[BEGIN RECORDS]

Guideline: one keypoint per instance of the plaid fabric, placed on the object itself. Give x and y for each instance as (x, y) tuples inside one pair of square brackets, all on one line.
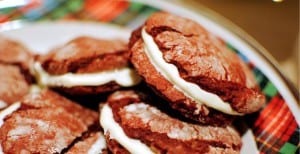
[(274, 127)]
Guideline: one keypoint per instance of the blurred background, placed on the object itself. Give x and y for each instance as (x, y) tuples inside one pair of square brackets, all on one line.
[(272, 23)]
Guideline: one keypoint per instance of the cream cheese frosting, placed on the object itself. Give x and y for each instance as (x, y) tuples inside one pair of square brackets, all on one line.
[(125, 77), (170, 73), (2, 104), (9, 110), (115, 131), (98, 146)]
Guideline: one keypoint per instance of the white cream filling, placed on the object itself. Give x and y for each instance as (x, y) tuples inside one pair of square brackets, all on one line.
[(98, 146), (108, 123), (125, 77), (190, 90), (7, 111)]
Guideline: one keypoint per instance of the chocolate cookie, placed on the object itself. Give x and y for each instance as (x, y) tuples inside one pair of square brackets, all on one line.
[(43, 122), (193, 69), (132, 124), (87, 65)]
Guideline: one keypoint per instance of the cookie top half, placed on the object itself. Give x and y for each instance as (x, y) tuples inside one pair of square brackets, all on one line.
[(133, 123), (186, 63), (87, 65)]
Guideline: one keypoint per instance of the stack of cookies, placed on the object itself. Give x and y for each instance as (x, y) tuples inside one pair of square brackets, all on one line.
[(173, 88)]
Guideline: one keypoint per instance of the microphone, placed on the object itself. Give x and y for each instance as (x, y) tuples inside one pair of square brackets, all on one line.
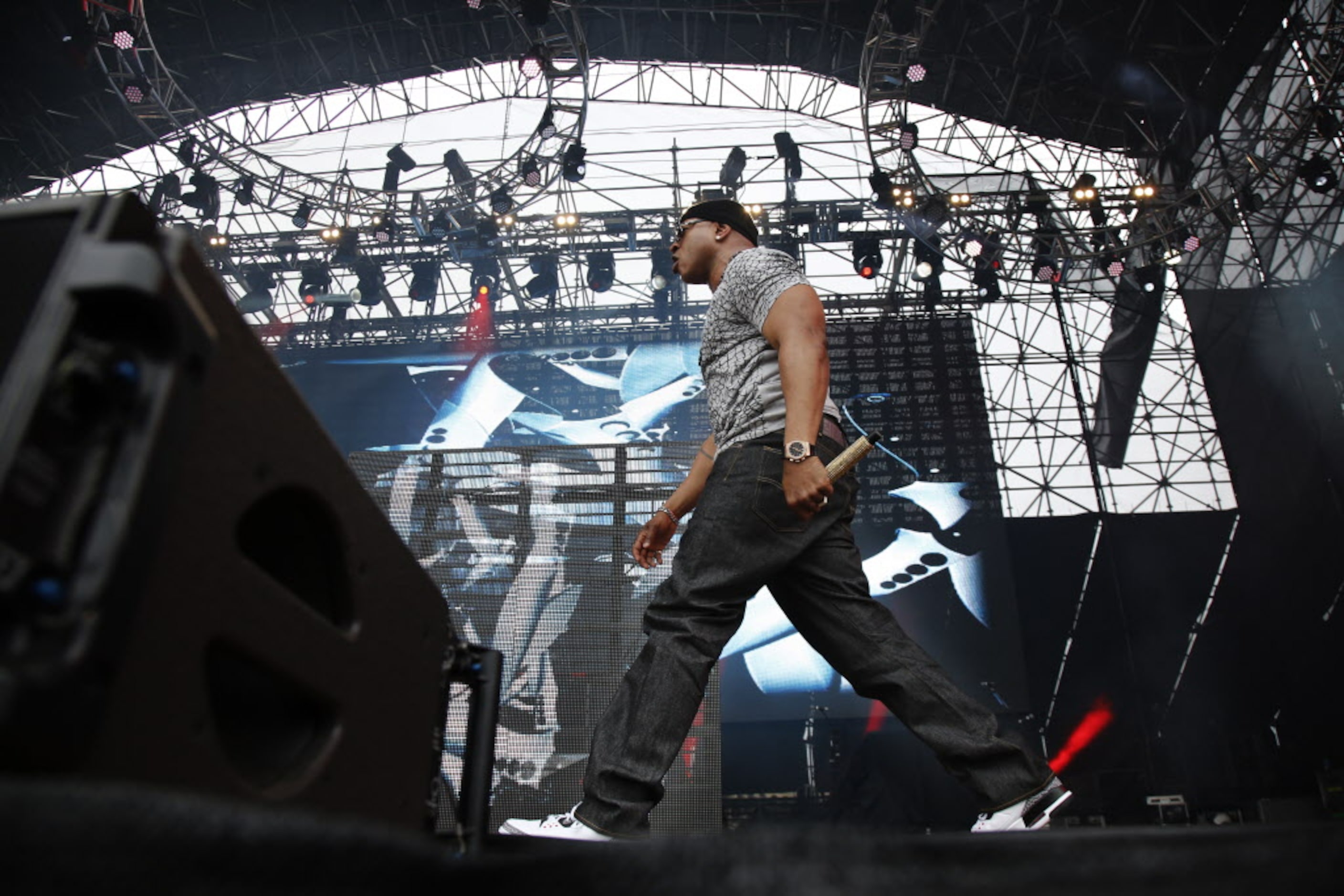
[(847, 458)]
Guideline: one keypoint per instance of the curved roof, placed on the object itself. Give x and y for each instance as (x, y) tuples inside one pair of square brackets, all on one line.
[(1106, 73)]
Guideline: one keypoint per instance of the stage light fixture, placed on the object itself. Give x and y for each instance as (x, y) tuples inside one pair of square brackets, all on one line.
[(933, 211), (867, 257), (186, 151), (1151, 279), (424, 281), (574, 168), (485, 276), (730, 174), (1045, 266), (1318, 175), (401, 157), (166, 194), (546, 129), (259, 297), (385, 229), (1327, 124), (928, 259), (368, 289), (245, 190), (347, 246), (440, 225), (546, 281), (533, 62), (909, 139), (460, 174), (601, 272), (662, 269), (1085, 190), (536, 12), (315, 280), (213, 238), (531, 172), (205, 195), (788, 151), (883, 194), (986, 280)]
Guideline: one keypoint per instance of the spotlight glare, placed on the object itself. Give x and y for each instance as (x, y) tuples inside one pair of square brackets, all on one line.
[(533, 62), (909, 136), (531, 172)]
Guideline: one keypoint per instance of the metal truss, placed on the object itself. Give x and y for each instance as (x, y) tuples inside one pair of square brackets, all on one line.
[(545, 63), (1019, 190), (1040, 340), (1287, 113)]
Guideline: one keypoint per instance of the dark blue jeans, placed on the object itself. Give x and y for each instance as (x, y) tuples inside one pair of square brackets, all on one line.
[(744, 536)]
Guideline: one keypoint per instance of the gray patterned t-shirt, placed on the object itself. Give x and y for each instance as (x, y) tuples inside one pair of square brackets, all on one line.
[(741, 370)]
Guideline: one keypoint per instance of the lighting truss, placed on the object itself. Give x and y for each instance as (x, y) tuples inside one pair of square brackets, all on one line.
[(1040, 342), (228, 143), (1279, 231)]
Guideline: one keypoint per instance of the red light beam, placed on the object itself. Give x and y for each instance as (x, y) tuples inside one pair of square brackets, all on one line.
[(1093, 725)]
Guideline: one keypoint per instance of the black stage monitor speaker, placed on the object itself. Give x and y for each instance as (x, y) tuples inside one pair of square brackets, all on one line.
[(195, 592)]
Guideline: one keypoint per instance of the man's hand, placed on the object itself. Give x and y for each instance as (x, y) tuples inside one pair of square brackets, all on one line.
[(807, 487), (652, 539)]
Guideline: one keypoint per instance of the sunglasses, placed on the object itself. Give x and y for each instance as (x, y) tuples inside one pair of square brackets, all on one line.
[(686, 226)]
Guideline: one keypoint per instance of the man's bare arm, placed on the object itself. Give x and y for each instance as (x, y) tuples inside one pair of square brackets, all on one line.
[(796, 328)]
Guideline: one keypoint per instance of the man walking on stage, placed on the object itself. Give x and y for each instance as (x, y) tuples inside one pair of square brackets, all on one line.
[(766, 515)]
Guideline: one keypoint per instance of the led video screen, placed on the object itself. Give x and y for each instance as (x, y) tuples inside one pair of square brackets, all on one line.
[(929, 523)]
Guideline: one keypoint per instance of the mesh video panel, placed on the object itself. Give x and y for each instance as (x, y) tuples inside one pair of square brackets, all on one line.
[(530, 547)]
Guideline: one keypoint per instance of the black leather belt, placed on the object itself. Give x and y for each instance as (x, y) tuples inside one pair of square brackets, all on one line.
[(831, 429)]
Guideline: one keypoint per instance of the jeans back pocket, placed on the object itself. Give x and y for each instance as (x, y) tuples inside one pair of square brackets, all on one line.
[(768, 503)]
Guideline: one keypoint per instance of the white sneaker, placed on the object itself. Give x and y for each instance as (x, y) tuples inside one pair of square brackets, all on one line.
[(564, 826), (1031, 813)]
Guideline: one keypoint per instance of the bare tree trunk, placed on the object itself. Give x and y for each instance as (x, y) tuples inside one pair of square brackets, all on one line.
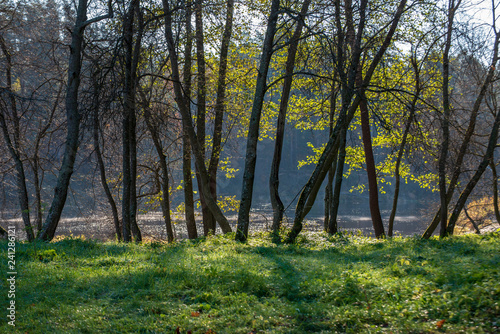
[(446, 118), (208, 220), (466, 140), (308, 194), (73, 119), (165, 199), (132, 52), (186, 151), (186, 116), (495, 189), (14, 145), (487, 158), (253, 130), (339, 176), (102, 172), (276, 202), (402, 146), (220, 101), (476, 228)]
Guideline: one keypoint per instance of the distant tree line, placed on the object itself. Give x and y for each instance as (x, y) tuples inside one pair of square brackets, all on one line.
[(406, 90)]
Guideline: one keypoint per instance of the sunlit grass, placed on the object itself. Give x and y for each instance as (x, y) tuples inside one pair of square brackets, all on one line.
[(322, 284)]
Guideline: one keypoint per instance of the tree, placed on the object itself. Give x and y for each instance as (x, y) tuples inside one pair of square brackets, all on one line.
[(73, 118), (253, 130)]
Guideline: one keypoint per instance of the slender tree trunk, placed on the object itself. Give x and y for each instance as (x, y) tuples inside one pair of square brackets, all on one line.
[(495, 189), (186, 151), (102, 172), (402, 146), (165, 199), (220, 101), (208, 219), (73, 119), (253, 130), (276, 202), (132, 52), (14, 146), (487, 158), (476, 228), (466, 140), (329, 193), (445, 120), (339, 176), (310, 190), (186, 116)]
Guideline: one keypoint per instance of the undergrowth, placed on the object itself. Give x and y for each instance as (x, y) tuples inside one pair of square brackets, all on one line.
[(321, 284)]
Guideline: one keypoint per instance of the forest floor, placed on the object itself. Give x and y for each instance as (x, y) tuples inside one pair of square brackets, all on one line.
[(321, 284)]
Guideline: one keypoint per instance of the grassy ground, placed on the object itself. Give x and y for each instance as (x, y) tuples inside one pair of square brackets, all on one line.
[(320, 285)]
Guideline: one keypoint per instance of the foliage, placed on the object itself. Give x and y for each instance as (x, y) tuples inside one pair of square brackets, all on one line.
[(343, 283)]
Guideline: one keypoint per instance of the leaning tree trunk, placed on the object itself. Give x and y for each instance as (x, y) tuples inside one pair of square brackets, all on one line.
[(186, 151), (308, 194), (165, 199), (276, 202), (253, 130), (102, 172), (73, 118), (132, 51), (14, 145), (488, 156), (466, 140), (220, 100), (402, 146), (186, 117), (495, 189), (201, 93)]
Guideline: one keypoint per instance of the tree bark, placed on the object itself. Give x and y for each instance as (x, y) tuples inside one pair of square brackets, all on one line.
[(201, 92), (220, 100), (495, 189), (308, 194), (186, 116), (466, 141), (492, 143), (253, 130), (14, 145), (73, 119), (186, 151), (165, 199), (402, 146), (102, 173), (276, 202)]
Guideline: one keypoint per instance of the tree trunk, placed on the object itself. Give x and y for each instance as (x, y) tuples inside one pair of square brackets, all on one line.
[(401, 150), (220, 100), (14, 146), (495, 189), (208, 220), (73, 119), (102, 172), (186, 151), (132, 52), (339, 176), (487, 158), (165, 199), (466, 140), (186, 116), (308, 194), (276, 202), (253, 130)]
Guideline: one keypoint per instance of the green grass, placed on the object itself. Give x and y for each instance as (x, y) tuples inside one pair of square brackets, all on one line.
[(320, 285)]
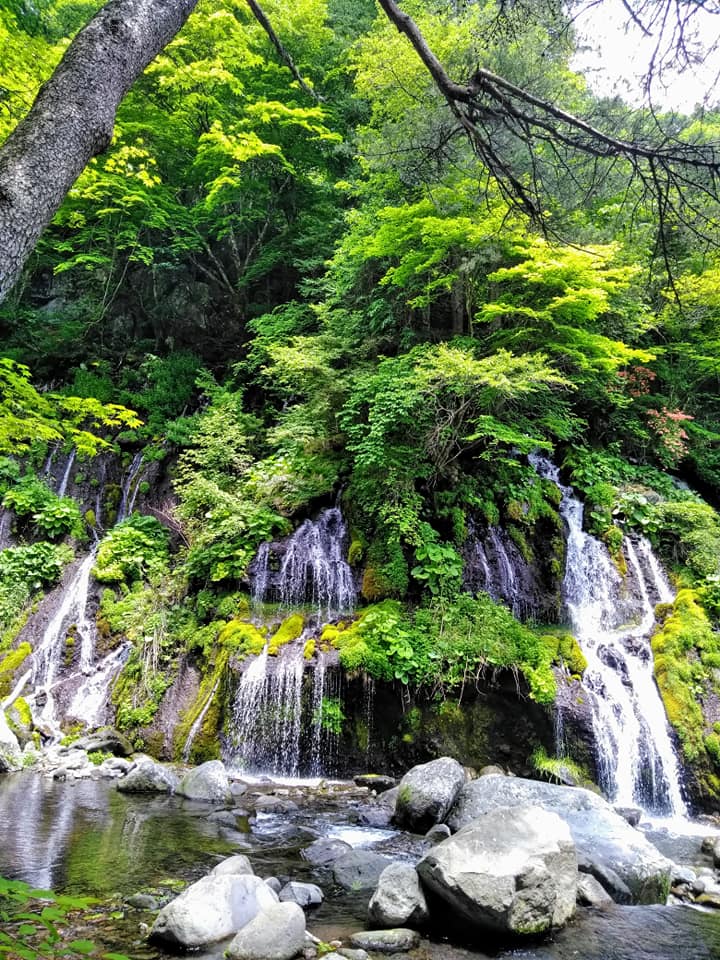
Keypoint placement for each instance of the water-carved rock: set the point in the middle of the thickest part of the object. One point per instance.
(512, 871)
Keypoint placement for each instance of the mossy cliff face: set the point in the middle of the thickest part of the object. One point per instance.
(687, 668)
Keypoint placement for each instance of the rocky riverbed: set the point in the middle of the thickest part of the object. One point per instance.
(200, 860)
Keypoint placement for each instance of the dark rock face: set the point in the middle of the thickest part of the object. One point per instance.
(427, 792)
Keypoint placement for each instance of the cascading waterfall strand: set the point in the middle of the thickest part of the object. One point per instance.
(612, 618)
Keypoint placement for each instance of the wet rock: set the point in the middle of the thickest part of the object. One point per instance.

[END RECORDS]

_WORK TO BE COMPLETED_
Reproduce the listing verbatim from the line with "Guideline: one keypoint per instance of the bare" up to and including the line with "[(406, 90)]", omitting any pictures from your reply.

_RESPONSE TO THE EXERCISE_
Guideline: one keypoint per instance of the bare tree trunk, placed on the object itself. Give x and y for each instance as (x, y) tuples inside one pair of square brackets, all on one line.
[(446, 118), (208, 220), (466, 140), (308, 194), (73, 119), (165, 199), (132, 52), (186, 151), (186, 116), (495, 189), (14, 145), (487, 158), (253, 130), (339, 176), (102, 172), (276, 202), (402, 146), (220, 101), (476, 228)]
Guideline: one keypoint per instance of the distant tree line, placed on the object itself. Give x and y for each instance as (x, y) tuples inside one pair of square brackets, all on one line.
[(406, 90)]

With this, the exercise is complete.